# [Provided records]
* START *

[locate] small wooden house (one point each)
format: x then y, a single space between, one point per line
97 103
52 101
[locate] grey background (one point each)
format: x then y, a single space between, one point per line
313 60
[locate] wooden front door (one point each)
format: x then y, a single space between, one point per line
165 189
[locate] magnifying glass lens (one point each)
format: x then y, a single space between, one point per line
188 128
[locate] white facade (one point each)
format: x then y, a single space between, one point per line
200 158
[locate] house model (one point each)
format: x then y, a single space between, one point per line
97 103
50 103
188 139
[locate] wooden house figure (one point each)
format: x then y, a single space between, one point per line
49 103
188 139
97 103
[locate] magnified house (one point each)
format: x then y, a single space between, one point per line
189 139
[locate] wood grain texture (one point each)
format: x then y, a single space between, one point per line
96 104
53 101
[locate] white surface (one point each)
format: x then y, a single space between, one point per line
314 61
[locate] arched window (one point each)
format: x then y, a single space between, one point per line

* END *

# [Your goal]
Write out every line of the records again, request and format lines included, adding -140 to each x and y coordinate in the answer points. Keep the request and format lines as they are.

# [Solution for this problem]
[locate] small wooden house (one point each)
format: x then y, a single space between, one point per line
-43 -37
-88 -39
[locate] grey background (one point each)
format: x then y, a single space between, one point per line
173 -80
[locate] wooden front door (one point each)
format: x then y, a single space between, one point per line
25 49
[locate] magnifying glass lens (one point each)
format: x then y, a single space between, one point per line
48 -12
[locate] white facade (one point each)
format: x then y, a single space between, one point per line
60 18
[locate] house model (one point each)
format: x then y, a single space between, one point per line
-43 -37
-90 -37
48 -1
[locate] wooden house figure (one point each)
format: x then y, a single space between, one point per line
-91 -37
48 -1
-43 -37
[locate] magnified house (one point each)
format: x then y, a single space between, one point per line
49 -1
[locate] wood grain texture (one point each)
format: x then y, a single space between, one point per line
-44 -36
-87 -39
[locate] white surface (one point each)
format: x then y, a single space between, one point per line
174 -79
[locate] arched window (one point each)
format: x then y, a single space between, one point per line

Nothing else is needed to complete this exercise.